Start of Data records
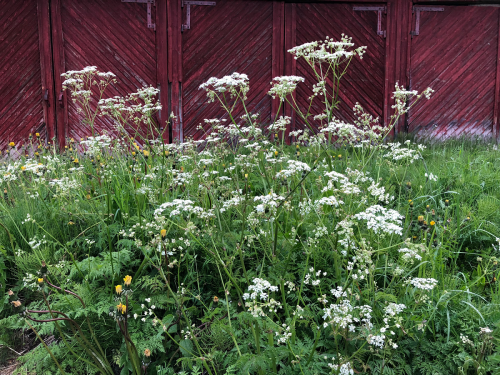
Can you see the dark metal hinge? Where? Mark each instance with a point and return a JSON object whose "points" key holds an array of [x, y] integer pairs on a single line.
{"points": [[188, 4], [417, 10], [149, 3], [379, 10]]}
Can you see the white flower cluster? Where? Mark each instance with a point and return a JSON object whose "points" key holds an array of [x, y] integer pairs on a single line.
{"points": [[329, 50], [284, 335], [237, 85], [260, 289], [283, 86], [396, 152], [95, 145], [64, 186], [294, 168], [393, 309], [270, 201], [280, 124], [404, 99], [409, 255], [344, 315], [382, 220], [184, 206]]}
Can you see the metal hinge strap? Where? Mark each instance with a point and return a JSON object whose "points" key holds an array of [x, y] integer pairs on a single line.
{"points": [[188, 4], [379, 10], [417, 10]]}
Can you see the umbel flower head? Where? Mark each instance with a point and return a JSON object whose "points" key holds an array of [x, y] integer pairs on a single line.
{"points": [[121, 308]]}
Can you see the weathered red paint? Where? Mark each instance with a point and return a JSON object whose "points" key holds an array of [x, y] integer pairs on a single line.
{"points": [[112, 36], [40, 39], [455, 53], [364, 81], [21, 77], [233, 36]]}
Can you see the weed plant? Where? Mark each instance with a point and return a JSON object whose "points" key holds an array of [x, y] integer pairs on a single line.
{"points": [[339, 253]]}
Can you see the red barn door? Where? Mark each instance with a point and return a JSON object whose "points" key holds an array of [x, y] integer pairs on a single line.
{"points": [[232, 36], [365, 79], [111, 35], [454, 53], [22, 83]]}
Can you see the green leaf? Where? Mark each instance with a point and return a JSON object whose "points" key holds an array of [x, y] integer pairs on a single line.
{"points": [[186, 347]]}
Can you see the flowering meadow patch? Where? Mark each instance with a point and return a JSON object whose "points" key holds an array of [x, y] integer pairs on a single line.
{"points": [[239, 253]]}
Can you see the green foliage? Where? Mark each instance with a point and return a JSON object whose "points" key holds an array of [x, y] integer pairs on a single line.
{"points": [[339, 253]]}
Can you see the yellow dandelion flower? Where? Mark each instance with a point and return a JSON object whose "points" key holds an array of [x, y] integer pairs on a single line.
{"points": [[127, 280]]}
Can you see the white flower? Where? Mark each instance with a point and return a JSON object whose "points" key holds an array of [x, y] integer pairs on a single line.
{"points": [[382, 220], [283, 86], [236, 85], [424, 284]]}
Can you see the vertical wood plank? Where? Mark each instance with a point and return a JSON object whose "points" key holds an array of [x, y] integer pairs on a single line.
{"points": [[174, 48], [162, 65], [45, 46], [496, 122], [389, 63], [59, 68], [278, 50]]}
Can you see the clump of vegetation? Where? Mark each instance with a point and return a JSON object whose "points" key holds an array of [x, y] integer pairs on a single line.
{"points": [[240, 254]]}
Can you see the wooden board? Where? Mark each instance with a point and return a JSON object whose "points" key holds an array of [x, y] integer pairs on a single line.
{"points": [[232, 36], [21, 108], [455, 54], [365, 79], [108, 34]]}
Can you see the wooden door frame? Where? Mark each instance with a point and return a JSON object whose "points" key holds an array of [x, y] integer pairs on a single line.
{"points": [[46, 69]]}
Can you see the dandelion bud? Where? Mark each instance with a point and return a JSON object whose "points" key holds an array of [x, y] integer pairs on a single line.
{"points": [[127, 280]]}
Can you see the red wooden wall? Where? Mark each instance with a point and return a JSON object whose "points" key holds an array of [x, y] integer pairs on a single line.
{"points": [[456, 52], [22, 79]]}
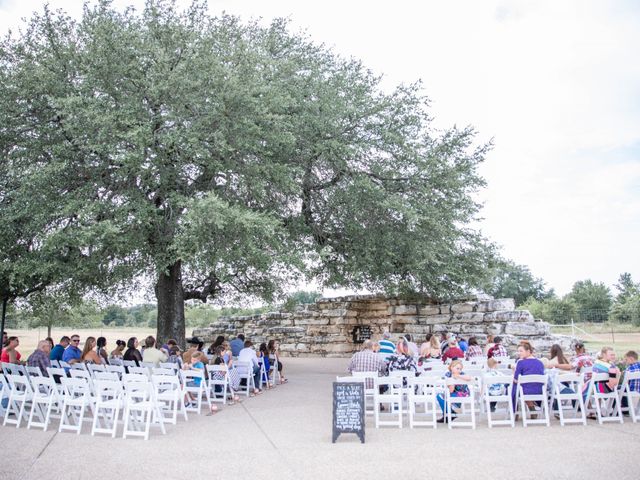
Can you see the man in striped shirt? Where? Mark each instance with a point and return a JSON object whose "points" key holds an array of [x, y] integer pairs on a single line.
{"points": [[387, 347]]}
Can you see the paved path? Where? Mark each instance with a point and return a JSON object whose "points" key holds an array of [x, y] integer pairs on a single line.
{"points": [[286, 434]]}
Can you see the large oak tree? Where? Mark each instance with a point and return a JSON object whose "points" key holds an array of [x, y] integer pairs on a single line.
{"points": [[224, 158]]}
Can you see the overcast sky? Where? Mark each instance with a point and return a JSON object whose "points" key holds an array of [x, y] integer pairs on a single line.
{"points": [[555, 84]]}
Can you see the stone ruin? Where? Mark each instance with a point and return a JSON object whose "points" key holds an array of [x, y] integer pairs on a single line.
{"points": [[336, 327]]}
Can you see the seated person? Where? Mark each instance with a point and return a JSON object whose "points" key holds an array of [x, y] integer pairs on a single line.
{"points": [[453, 352], [248, 355], [455, 371]]}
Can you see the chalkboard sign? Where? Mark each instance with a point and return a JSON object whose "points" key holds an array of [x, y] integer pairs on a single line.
{"points": [[348, 409], [361, 333]]}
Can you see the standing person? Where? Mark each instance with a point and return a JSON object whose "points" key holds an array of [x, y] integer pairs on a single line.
{"points": [[248, 355], [498, 349], [474, 350], [9, 353], [132, 353], [218, 341], [119, 350], [527, 365], [72, 354], [237, 344], [58, 350], [89, 355], [386, 346], [151, 353], [40, 357], [101, 347], [274, 355]]}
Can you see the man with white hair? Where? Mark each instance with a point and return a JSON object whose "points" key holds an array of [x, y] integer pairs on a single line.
{"points": [[366, 360], [40, 357], [387, 347]]}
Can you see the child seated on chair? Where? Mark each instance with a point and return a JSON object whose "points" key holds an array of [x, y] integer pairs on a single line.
{"points": [[455, 372], [495, 389]]}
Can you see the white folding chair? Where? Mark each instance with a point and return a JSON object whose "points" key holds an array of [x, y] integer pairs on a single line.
{"points": [[245, 372], [109, 401], [194, 384], [569, 402], [219, 384], [77, 399], [607, 404], [141, 409], [93, 368], [529, 415], [20, 393], [422, 401], [501, 398], [118, 369], [632, 396], [33, 371], [46, 396], [170, 397], [466, 406], [369, 390], [390, 399]]}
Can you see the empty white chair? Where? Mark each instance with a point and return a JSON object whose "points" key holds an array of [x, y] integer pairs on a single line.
{"points": [[33, 371], [77, 399], [141, 409], [219, 384], [390, 400], [46, 397], [245, 372], [465, 405], [607, 404], [496, 390], [20, 393], [422, 401], [108, 402], [93, 368], [632, 396], [369, 390], [529, 414], [170, 397], [566, 398]]}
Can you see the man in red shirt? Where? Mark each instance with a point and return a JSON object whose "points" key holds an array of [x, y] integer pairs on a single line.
{"points": [[453, 352]]}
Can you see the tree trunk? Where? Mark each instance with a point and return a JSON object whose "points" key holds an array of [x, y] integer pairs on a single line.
{"points": [[170, 298]]}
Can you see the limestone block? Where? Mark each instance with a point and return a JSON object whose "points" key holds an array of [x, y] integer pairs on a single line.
{"points": [[469, 317], [509, 316], [472, 329], [407, 319], [426, 310], [496, 305], [405, 310], [525, 329], [417, 329], [465, 307], [438, 319], [495, 328]]}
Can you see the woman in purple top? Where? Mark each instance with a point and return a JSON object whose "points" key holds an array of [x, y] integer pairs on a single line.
{"points": [[527, 365]]}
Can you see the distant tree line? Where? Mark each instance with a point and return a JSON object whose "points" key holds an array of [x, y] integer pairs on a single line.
{"points": [[587, 301]]}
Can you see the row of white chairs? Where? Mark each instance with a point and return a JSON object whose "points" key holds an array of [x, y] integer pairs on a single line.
{"points": [[416, 397]]}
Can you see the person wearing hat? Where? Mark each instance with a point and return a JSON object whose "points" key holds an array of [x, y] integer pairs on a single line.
{"points": [[194, 343]]}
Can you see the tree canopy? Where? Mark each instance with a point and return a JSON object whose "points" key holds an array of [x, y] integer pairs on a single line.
{"points": [[224, 158]]}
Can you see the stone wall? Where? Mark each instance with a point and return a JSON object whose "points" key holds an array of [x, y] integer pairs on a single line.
{"points": [[325, 327]]}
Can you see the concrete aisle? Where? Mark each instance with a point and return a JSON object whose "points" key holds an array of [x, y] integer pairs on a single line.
{"points": [[286, 434]]}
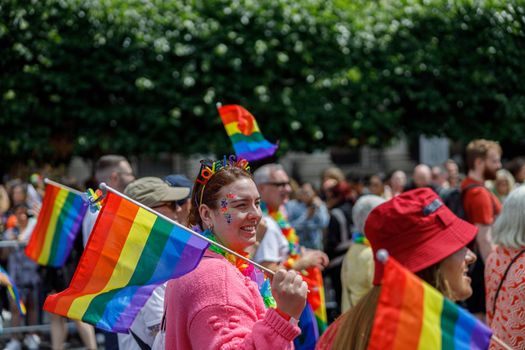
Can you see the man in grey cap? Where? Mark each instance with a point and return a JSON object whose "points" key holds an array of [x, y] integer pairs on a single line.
{"points": [[158, 195], [183, 205]]}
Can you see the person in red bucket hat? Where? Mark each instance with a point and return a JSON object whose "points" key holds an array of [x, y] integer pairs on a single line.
{"points": [[421, 233]]}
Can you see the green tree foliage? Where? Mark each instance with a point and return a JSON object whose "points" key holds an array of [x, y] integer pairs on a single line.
{"points": [[129, 76], [450, 68], [145, 76]]}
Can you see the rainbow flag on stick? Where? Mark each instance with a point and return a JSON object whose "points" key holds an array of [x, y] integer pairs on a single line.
{"points": [[129, 253], [246, 137], [412, 315], [6, 280], [57, 226]]}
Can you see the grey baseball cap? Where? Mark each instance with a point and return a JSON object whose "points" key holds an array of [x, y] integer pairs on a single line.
{"points": [[152, 191]]}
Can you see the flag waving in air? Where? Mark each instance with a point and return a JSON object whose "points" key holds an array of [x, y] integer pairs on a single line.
{"points": [[246, 137], [129, 253], [6, 280], [57, 226], [412, 315]]}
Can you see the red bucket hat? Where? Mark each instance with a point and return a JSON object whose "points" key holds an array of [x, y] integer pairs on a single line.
{"points": [[417, 229]]}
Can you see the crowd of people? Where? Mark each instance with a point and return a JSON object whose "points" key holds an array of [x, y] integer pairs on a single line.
{"points": [[436, 221]]}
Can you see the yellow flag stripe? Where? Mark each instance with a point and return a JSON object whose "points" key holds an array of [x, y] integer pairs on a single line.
{"points": [[431, 330], [60, 201], [126, 264]]}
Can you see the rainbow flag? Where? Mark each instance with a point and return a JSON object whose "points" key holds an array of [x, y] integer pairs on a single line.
{"points": [[6, 280], [57, 226], [246, 137], [413, 315], [129, 253]]}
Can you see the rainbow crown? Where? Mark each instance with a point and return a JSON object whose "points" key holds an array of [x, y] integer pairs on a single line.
{"points": [[210, 168]]}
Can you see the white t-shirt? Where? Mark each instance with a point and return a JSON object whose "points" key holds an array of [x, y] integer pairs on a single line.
{"points": [[144, 324], [274, 246]]}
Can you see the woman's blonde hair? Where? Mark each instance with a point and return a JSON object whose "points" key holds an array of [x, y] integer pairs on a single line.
{"points": [[509, 228]]}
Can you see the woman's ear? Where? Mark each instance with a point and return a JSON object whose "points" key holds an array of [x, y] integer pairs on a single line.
{"points": [[205, 213]]}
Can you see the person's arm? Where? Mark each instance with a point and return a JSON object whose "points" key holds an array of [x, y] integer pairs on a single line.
{"points": [[484, 240], [237, 327]]}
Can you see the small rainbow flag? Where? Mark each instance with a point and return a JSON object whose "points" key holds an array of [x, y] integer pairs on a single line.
{"points": [[57, 226], [413, 315], [246, 137], [6, 280], [129, 253]]}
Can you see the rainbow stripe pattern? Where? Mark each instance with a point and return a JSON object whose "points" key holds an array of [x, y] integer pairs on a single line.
{"points": [[246, 137], [6, 280], [57, 226], [129, 253], [413, 315]]}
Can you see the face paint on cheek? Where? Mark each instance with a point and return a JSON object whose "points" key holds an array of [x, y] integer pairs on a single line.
{"points": [[225, 208]]}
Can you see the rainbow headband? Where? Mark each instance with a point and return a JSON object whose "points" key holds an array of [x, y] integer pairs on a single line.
{"points": [[210, 168]]}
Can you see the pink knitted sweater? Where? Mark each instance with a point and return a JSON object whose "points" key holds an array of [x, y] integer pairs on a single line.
{"points": [[216, 307]]}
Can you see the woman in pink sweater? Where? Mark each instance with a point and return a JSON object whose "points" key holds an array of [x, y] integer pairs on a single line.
{"points": [[225, 303]]}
End of Data records
Directive
Nothing but the lines from the line with "Can you see the rainbow stripe" to the last line of the listing above should appear; please retype them exactly, both ends included.

Result for this task
Can you see the rainbow stripe pattern? Where? Mark each instance with a point and return a JSON object whose "points" key holds an array of [x, y] integer pairs on a single line.
{"points": [[246, 137], [6, 280], [57, 226], [129, 253], [413, 315]]}
Can you see the face paint on cheek? Where? Mark each instance with a point and return a JSON object whose "points" key holds an array of [x, y] integer pairs on a single line.
{"points": [[225, 208]]}
Can you see the rainbow headband? Where? Mark each instance with a point and return a JSON object whose "points" key holds an array of [x, y] integer pairs on a single line.
{"points": [[210, 168]]}
Can you see the pink knitted sweater? Where? Mark each instance with a point and return a JSON object whose "points" key holds an array of [x, y] integer pairs on a single line.
{"points": [[216, 307]]}
Can you see the woman in pink sweater? Where? Mark each instance with a point and return a JSON object whose "points" key holds an array of [x, y] integer pairs on a single line.
{"points": [[225, 303]]}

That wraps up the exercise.